Engenharia genética ajuda a entender pandemia de 1918

Um grande mistério da história da ciência talvez esteja com os dias contados. Pesquisadores das Universidades de Wisconsin-Madison (EUA) e de Tóquio podem ter identificado a mutação que levou o corriqueiro vírus influenza, causador do resfriado, a se tornar o temido responsável pela gripe espanhola de 1918, numa pandemia que dizimou mais de 20 milhões de pessoas em todo o globo em um único ano.

A foto mostra uma forma relativamente branda do vírus influenza, à qual foram adicionados os genes responsáveis pela letalidade da gripe de 1918 (foto: Yoshihiro Kawaoka, Univ. de Wisconsin-Madison)

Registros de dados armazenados
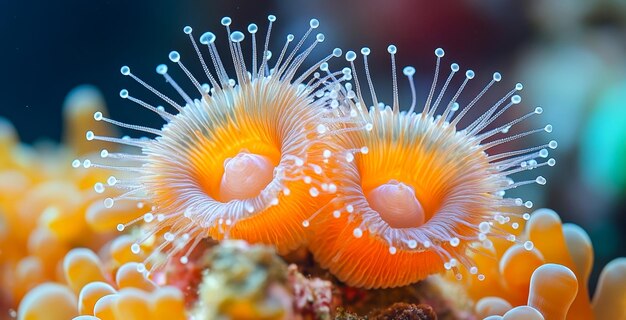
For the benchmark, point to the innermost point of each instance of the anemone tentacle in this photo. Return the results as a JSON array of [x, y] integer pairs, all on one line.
[[249, 159], [428, 192]]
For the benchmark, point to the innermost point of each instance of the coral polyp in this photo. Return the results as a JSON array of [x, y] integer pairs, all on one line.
[[427, 191], [244, 161]]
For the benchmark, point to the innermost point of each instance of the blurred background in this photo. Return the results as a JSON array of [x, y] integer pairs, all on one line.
[[569, 54]]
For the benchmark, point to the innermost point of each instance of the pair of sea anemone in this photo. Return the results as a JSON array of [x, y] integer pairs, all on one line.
[[290, 155]]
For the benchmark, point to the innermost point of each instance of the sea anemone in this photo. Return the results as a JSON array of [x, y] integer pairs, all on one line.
[[427, 191], [246, 161], [43, 200], [551, 278]]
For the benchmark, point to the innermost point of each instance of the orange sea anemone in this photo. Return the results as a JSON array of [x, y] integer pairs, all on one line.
[[427, 191], [246, 161]]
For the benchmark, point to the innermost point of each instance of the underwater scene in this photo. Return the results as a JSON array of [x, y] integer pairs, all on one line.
[[313, 160]]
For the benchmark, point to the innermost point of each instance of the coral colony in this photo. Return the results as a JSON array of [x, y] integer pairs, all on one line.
[[216, 214]]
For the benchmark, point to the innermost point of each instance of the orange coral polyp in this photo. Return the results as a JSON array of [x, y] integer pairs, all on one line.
[[245, 169], [396, 203], [245, 160], [452, 187]]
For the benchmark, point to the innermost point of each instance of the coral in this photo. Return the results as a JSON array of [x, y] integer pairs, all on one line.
[[90, 289], [249, 160], [312, 296], [550, 278], [427, 191], [404, 311], [43, 200], [244, 282]]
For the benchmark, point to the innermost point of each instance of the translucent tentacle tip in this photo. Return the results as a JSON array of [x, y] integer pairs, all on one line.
[[409, 71], [161, 69], [350, 56], [252, 28], [226, 21], [237, 36], [207, 38], [174, 56]]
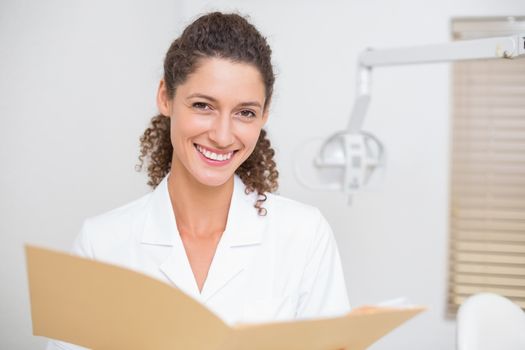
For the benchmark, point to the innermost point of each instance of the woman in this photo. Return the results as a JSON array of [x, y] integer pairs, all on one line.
[[212, 227]]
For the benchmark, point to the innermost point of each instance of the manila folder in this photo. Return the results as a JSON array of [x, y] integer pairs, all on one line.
[[105, 307]]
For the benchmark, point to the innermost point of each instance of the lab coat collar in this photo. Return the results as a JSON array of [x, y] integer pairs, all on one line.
[[244, 230]]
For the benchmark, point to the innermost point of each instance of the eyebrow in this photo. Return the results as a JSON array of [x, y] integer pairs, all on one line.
[[243, 104]]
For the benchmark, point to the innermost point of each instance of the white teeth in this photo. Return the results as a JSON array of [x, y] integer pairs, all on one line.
[[214, 156]]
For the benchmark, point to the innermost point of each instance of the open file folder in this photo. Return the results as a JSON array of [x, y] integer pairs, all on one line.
[[105, 307]]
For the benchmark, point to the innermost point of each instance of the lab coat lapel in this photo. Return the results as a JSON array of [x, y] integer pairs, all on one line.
[[244, 230], [161, 229]]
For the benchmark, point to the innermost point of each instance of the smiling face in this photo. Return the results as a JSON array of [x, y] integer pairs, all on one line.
[[216, 117]]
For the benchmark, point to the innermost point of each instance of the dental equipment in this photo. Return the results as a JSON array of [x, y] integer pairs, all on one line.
[[356, 155]]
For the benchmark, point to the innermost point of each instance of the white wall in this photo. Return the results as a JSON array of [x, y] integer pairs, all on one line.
[[77, 88]]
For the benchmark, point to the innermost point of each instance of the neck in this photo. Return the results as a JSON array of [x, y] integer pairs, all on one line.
[[200, 210]]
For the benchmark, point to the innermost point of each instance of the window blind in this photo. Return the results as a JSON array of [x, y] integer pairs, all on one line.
[[487, 193]]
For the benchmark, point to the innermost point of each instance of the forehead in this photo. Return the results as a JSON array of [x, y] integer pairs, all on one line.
[[224, 79]]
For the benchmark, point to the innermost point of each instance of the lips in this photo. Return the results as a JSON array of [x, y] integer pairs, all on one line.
[[214, 155]]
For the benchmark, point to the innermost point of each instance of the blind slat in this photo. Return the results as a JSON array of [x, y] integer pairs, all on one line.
[[489, 269], [489, 247]]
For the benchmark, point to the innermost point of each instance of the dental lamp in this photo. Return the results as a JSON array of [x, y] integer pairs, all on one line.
[[352, 156]]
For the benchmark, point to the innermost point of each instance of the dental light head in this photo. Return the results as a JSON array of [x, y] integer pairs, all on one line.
[[349, 160]]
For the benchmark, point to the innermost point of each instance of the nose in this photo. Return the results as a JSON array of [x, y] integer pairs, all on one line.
[[221, 132]]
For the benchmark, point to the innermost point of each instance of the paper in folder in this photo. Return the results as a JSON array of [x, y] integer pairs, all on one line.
[[105, 307]]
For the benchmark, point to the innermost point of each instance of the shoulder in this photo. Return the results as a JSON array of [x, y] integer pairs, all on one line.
[[122, 216], [296, 223], [99, 233], [286, 210]]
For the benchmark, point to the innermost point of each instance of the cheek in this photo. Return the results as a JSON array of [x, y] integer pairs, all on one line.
[[250, 135]]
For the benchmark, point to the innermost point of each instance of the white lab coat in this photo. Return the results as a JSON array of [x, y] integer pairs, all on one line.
[[284, 265]]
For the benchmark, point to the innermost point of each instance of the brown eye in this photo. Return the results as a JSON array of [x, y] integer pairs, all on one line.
[[246, 113], [200, 105]]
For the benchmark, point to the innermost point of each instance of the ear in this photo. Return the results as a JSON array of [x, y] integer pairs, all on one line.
[[163, 99]]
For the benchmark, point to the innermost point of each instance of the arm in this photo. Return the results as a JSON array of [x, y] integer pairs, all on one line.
[[323, 290]]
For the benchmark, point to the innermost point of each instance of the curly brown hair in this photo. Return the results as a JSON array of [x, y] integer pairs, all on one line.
[[227, 36]]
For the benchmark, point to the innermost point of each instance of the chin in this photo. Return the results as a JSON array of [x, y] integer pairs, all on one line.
[[213, 180]]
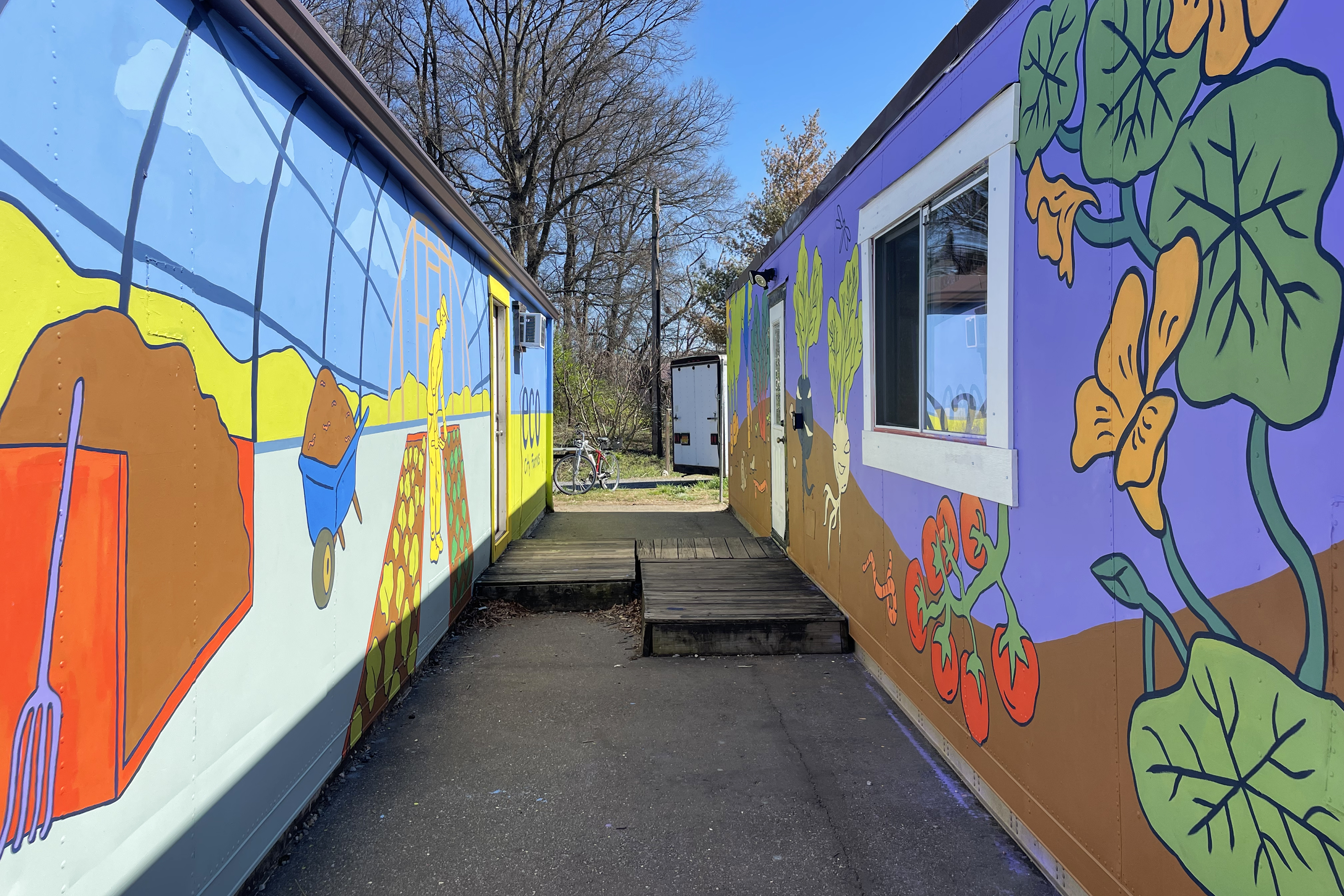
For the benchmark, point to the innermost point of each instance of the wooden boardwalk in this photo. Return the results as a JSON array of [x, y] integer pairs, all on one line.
[[725, 596], [545, 574], [707, 550], [733, 597]]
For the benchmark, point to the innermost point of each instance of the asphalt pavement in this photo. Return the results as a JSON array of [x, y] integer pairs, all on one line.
[[545, 757]]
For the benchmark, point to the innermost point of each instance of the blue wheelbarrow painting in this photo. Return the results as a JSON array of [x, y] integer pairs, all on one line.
[[327, 465]]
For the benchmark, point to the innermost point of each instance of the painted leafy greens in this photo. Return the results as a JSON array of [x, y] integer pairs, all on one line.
[[1049, 74], [1231, 769], [1136, 89], [1249, 175]]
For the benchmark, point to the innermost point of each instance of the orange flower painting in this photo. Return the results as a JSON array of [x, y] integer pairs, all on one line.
[[1231, 26], [1053, 205], [1120, 412]]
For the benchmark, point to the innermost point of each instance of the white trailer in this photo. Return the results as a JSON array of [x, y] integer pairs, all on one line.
[[698, 393]]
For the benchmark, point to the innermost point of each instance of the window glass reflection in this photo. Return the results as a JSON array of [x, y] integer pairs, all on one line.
[[956, 255]]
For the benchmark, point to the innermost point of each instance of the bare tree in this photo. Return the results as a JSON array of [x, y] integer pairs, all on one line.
[[793, 168], [556, 119]]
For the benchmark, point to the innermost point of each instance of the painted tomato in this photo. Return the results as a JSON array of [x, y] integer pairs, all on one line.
[[1018, 688], [945, 670], [914, 621], [975, 696], [929, 542], [948, 523], [974, 515]]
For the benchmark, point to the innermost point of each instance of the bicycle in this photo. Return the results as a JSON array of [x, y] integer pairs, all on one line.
[[586, 467]]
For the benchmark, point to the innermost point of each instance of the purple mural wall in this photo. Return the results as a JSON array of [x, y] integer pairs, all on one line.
[[1100, 568]]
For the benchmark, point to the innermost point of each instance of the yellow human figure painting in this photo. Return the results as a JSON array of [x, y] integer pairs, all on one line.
[[435, 440]]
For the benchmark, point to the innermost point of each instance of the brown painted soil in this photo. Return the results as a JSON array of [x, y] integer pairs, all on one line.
[[749, 473], [330, 425], [187, 552], [1066, 773]]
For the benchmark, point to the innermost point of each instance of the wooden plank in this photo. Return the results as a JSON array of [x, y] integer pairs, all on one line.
[[760, 638], [564, 597]]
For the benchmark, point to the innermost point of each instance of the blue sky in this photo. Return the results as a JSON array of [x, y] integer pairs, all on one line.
[[780, 60]]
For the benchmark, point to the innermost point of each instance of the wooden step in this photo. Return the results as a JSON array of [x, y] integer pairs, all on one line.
[[556, 574], [707, 550], [736, 606]]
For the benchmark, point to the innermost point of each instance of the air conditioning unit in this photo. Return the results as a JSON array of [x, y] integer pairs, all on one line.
[[531, 330]]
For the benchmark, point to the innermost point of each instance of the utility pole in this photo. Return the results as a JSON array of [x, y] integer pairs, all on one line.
[[658, 338]]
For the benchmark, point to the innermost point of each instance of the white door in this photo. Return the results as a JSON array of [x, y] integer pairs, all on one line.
[[779, 519], [499, 417]]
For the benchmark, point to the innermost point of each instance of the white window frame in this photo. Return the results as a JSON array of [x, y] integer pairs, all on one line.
[[990, 469]]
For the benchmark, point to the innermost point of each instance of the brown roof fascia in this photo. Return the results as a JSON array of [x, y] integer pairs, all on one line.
[[303, 50], [945, 55]]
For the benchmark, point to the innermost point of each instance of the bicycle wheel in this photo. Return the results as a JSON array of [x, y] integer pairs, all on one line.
[[611, 472], [575, 475]]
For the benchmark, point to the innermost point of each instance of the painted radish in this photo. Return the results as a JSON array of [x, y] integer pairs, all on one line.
[[845, 343], [807, 326]]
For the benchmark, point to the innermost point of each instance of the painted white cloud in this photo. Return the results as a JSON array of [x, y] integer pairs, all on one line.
[[358, 237], [206, 102]]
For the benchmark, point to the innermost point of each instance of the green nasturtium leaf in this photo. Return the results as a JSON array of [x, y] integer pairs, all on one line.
[[1249, 174], [1135, 92], [1231, 770], [1049, 74]]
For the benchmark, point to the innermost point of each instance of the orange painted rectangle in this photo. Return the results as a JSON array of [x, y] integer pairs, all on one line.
[[87, 667]]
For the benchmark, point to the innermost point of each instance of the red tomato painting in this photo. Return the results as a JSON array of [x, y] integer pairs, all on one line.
[[948, 527], [974, 515], [945, 670], [1018, 687], [929, 542], [975, 698], [914, 623]]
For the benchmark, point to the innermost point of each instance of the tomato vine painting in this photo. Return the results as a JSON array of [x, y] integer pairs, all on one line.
[[1237, 292], [932, 601]]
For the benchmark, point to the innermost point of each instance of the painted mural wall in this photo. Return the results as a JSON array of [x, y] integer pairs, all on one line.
[[1142, 657], [245, 445]]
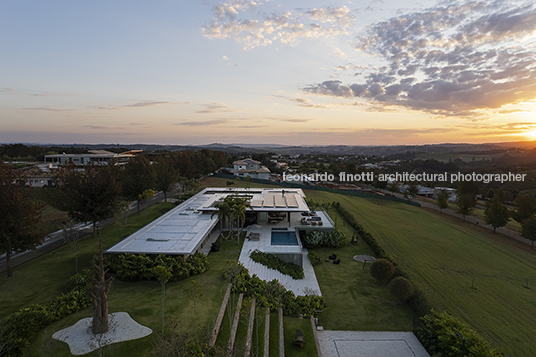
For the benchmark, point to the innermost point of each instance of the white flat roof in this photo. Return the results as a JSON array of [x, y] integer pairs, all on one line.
[[182, 230]]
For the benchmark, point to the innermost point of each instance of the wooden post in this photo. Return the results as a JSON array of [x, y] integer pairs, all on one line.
[[235, 326], [281, 334], [249, 338], [267, 333], [217, 325]]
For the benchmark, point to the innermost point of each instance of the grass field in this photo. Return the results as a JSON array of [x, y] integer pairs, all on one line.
[[354, 300], [443, 256]]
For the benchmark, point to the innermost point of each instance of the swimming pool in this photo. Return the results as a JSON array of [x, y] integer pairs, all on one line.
[[284, 238]]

Enunciado da tarefa:
Retome o texto sobre a engenharia genética e a gripe de 1918, dando-lhe continuidade a partir do ponto em que ele termina.

Resposta da tarefa:
Liderados pelo virologista japonês Yoshihiro Kawaoka, os cientistas investigaram amostras do vírus recolhidas do tecido pulmonar de cadáveres preservados de vítimas da gripe espanhola de 1918 e identificaram um gene específico que pode explicar sua extrema virulência. Inserido em vírus relativamente benignos, esse gene – a hemaglutinina (HA) – mostrou-se capaz de transformá-los em formas altamente patogênicas, transmissíveis e por isso mais perigosas.

Os resultados foram divulgados na edição de 7 de outubro da Nature e irão ajudar a entender como o vírus se espalhou de forma tão rápida e eficiente.

Os pesquisadores adicionaram o gene HA a uma forma branda do vírus e analisaram as transformações decorrentes. Em laboratório, ratos foram infectados pelo novo vírus e manifestaram os mesmos sintomas encontrados em humanos contaminados pela gripe. Apesar da doença dificilmente se manifestar nesses roedores, eles tiveram o pulmão totalmente infectado e apresentaram graves reações inflamatórias e fortes hemorragias.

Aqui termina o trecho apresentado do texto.